§ REQUEST:
Can you render every line of the records below as a JSON list of strings, with one string per line and blank lines omitted?

— BEGIN INPUT FOR THIS TASK —

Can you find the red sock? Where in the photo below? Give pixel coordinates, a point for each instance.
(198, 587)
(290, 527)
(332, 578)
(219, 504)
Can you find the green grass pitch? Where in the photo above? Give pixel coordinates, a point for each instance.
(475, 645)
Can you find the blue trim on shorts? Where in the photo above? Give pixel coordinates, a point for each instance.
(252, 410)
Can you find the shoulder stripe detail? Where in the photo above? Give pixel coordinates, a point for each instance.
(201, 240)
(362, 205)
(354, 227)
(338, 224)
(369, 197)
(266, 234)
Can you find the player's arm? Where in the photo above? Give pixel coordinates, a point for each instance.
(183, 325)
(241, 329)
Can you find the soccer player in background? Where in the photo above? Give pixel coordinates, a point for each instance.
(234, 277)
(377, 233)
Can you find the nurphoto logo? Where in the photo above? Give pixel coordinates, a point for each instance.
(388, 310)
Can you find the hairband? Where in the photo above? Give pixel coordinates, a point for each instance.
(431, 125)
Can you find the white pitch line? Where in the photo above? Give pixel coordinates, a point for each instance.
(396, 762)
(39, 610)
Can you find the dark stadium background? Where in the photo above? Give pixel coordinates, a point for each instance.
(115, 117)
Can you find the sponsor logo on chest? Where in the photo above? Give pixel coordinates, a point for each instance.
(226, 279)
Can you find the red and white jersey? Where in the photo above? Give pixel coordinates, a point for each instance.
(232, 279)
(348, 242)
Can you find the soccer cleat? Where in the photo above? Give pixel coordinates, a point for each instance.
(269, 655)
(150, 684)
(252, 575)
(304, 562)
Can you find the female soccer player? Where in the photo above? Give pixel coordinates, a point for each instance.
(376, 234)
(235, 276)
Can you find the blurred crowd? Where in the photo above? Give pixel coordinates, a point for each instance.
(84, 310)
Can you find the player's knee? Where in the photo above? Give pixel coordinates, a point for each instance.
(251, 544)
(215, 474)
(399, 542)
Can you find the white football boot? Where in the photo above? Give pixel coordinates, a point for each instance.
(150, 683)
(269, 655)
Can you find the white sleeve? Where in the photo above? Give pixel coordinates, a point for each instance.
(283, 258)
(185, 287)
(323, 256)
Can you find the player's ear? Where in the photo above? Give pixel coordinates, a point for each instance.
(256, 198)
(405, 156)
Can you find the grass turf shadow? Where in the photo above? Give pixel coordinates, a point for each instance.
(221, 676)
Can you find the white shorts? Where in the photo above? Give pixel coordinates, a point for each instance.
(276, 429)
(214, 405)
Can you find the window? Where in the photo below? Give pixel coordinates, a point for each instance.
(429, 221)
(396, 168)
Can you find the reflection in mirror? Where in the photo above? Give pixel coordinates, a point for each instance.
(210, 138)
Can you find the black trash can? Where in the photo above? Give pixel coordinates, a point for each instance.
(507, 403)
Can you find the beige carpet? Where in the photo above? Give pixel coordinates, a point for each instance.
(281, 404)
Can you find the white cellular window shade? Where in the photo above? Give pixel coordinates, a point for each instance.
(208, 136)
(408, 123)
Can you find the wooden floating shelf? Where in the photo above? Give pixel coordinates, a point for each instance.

— END INPUT FOR THIS TASK —

§ REPLY:
[
  "Can you find the red sock? Where in the photo below? Give pixel coordinates, a point for each instance.",
  "(198, 587)",
  "(290, 527)",
  "(332, 578)",
  "(219, 504)",
  "Can you find the green grass pitch? Where in the photo above? Give pixel coordinates, a point for each instance.",
  "(475, 645)",
  "Can you find the blue trim on shorts? Where in the photo above? Give pixel coordinates, a point for each instance.",
  "(252, 410)",
  "Can you find the shoulder stripe detail? Where in the photo above? Give pixel coordinates, a point for each instance.",
  "(201, 240)",
  "(362, 205)",
  "(354, 227)",
  "(338, 224)",
  "(369, 197)",
  "(266, 234)",
  "Can you find the player's arm? Where in the photo above? Give pixel coordinates, a point for each instance.",
  "(183, 325)",
  "(241, 329)",
  "Can you find the soccer player in background? Where in the photo above? Give pixel coordinates, a point for each instance.",
  "(234, 277)",
  "(377, 233)",
  "Can you find the nurphoto logo? Where in the photo above? Give pixel coordinates, a point for each instance.",
  "(388, 310)",
  "Can you find the hairband? Where in the photo above? Give pixel coordinates, a point for each instance.",
  "(431, 125)",
  "Can you find the white pitch line? Where in the photo above? Give pixel coordinates, a point for each instance.",
  "(396, 762)",
  "(39, 610)",
  "Can you find the dark stadium background? Where in the photo above? Give pixel coordinates, a point for each instance.",
  "(115, 117)",
  "Can you find the sponsor logo on chest? Where in the photo above? Give pixel coordinates, a point for each instance.",
  "(226, 279)",
  "Can you find the red and white jersey? Where in the photo above? Give pixel coordinates, a point for each instance.",
  "(232, 279)",
  "(348, 242)",
  "Can you find the soccer cleat? Where in the photo above? Give pixel coordinates, a point for each instance.",
  "(269, 655)",
  "(150, 684)",
  "(252, 575)",
  "(304, 562)",
  "Can you find the female soccer player? Where in the photo above? Give pixel coordinates, a point for each instance.",
  "(376, 234)",
  "(235, 276)",
  "Can you find the blurred crowd? Where in the photo above? Give pixel coordinates, a point for each instance.",
  "(84, 310)",
  "Can you find the player's knee? Where in the photo above? Give pixel coordinates, a point for each instance.",
  "(251, 544)",
  "(215, 474)",
  "(399, 542)",
  "Can you find the white football boot? Where in the photo above? Give pixel coordinates, a point for each instance.",
  "(150, 683)",
  "(269, 655)",
  "Can you find the white sleeve? Where in the photo above? Give pixel coordinates, a point for each instance.",
  "(283, 258)",
  "(185, 287)",
  "(323, 256)",
  "Can you find the player's ear? Where in the photo above? Give pixel coordinates, a point for each instance.",
  "(256, 198)",
  "(405, 156)",
  "Can you find the grass turf shadow? Where in the photo above? Give pixel coordinates, a point for each instance.",
  "(221, 676)",
  "Can you find the white shorts? Where in the photo above? Give pixel coordinates, a point for each instance.",
  "(276, 429)",
  "(214, 405)",
  "Can you find the window? Where in the photo below? Give pixel coordinates, a point for each instance.",
  "(429, 221)",
  "(396, 168)",
  "Can you find the reflection in mirror? Where in the photo above? Give pixel coordinates, a point for each instance.",
  "(210, 138)",
  "Can you find the black trash can? Where in the photo above? Give pixel coordinates, a point for each instance.",
  "(507, 403)",
  "Can you find the beige carpet? Where in the photo above? Give pixel coordinates, a point for each instance.",
  "(281, 404)",
  "Can you find the white cellular window shade? Where in the photo above? Give pixel coordinates, a point for each instance.",
  "(208, 136)",
  "(408, 123)",
  "Can you find the wooden floating shelf? Where in the photo above? Give pixel coordinates, a point for each instance."
]